Texte du document.
►

Des pharmaciens plus engagés

Les pouvoirs publics souhaitent l’augmentation des vacations et de temps partiels, notamment des médecins, infirmières… et pharmaciens dans les centres de soins spécialisés et les unités d’addictologie hospitalières, ainsi que le développement des programmes de formation initiale et continue sur les traitements de substitution, y compris pour les pharmaciens. « Il faut favoriser l’engagement d’un plus grand nombre de pharmaciens en reconnaissant et en confortant leur rôle d’acteur de santé publique dans la prise en charge des usagers de drogues », insiste Bernard Kouchner, notant aussi qu’« une certaine banalisation des médicaments entrant dans le traitement de la toxicomanie paraît nécessaire », au même titre que la prise en charge de l’ensemble des addictions, notamment pour diminuer certaines « attitudes morales d’ostracisme ». Il est vrai, l’OFDT le rappelle, que les substances psychoactives le plus fréquemment utilisées chez les 18-75 ans sont l’alcool et le tabac, infiniment plus meurtriers que les opiacés, sans pourtant déchaîner autant de passions.

◄

Entrées.
►

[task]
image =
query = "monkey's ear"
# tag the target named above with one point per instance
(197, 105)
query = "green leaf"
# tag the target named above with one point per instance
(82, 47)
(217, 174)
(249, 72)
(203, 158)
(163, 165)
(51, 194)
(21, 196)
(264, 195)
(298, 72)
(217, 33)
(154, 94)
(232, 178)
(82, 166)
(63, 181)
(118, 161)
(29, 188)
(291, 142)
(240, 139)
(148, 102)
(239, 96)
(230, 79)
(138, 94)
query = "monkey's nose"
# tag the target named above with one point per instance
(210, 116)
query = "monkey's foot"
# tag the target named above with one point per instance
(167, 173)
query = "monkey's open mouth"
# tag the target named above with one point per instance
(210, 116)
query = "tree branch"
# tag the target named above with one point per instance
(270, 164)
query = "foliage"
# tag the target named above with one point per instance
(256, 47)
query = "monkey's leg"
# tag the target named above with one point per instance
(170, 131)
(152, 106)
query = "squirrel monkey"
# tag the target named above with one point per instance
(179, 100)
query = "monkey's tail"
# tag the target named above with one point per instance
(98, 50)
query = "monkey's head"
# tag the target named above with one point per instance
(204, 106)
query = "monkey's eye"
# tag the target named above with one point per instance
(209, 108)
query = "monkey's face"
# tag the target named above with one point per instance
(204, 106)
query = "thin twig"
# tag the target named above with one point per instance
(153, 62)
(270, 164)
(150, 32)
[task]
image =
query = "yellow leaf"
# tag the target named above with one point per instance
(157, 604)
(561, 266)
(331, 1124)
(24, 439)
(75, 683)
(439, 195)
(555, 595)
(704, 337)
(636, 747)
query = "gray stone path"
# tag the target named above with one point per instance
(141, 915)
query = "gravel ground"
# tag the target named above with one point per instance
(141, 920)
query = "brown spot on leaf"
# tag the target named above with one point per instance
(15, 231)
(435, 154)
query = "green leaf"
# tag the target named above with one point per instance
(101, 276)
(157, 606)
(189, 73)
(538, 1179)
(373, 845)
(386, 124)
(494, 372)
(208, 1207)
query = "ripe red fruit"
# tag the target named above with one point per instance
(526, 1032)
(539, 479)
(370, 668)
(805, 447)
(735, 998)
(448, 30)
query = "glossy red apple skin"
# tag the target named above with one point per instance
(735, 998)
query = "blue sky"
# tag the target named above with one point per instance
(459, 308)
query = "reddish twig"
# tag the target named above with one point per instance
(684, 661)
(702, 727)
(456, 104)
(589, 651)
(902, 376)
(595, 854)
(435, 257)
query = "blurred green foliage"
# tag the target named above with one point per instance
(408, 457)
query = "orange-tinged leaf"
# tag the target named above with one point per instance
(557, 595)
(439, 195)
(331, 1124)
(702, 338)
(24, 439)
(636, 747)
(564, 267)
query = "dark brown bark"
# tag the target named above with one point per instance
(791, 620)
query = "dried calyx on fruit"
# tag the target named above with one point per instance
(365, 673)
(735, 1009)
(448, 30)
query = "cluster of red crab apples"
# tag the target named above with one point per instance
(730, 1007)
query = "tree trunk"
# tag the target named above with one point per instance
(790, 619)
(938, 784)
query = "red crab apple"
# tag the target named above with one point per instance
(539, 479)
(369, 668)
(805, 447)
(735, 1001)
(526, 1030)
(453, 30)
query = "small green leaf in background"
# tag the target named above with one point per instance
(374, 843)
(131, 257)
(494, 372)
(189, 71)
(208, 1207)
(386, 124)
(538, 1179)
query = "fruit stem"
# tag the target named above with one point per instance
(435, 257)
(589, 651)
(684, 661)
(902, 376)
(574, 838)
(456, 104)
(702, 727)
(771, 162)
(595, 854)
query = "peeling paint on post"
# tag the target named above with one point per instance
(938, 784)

◄

Liste des tâches.
a: Dites si chacune des affirmations suivantes concorde avec le texte sur l’engagement des pharmaciens, en répondant par oui ou par non et en citant les mots du texte qui tranchent. (i) Bernard Kouchner veut reconnaître le rôle des pharmaciens comme acteurs de santé publique. (ii) D’après le texte, les opiacés sont plus meurtriers que l’alcool et le tabac. (iii) Les programmes de formation sur les traitements de substitution ne concernent pas les pharmaciens.
b: Poursuivez le texte sur l’engagement des pharmaciens à la suite de sa dernière phrase.

Vos réponses écrites.
a:
(i) Oui : « en reconnaissant et en confortant leur rôle d’acteur de santé publique »
(ii) Non : « l’alcool et le tabac, infiniment plus meurtriers que les opiacés »
(iii) Non : « y compris pour les pharmaciens »

b:
(1) Dont 95 % à l’initiative d’un médecin généraliste, avec une prescription parallèle de benzodiazépines dans 25 à 50 % des cas.

(2) La proportion des prescriptions liées à la toxicomanie atteint chez les patients de 20 à 39 ans respectivement 80 % pour le Skenan 100 mg et 49 % pour le Skenan 60 mg.

(3) M.-J. Augé-Caumon, officinale ; J.-F. Bloch-Lainé, généraliste, membre du Haut Comité de santé publique… ; William Lowenstein : médecin des hôpitaux, vice-président de l’Association française de réduction des risques… ; Alain Morel : psychiatre, président de la Fédération d’addictologie… Tous sont responsables d’associations et centres de soins pour toxicomanes.